RECORD SET:

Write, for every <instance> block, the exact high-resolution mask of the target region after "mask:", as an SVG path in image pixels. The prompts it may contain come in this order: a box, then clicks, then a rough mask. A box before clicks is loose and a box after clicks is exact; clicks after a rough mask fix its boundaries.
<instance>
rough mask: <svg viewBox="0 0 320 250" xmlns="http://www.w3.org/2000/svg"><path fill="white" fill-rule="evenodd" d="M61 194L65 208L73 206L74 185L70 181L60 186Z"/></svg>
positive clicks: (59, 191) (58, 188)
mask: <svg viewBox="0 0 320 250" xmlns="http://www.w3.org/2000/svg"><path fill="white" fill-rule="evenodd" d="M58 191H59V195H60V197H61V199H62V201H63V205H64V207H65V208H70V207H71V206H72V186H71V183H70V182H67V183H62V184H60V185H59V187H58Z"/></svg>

WHAT IS REQUIRED:
Each record above has to be printed again, word for word.

SOLVED EXERCISE:
Write, for every <instance> block, the exact high-resolution mask of the target region after "mask:", as an SVG path in image pixels. The prompts it may contain come in this order: a box, then clicks, then a rough mask. A box before clicks is loose and a box after clicks is exact; clicks after a rough mask fix its boundaries.
<instance>
rough mask: <svg viewBox="0 0 320 250" xmlns="http://www.w3.org/2000/svg"><path fill="white" fill-rule="evenodd" d="M61 194L65 208L73 206L74 185L70 181L60 186Z"/></svg>
positive clicks: (59, 191) (58, 188)
mask: <svg viewBox="0 0 320 250" xmlns="http://www.w3.org/2000/svg"><path fill="white" fill-rule="evenodd" d="M58 191H59V195H60V197H61V199H62V201H63V205H64V207H65V208H70V207H71V206H72V186H71V183H70V182H67V183H62V184H60V185H59V187H58Z"/></svg>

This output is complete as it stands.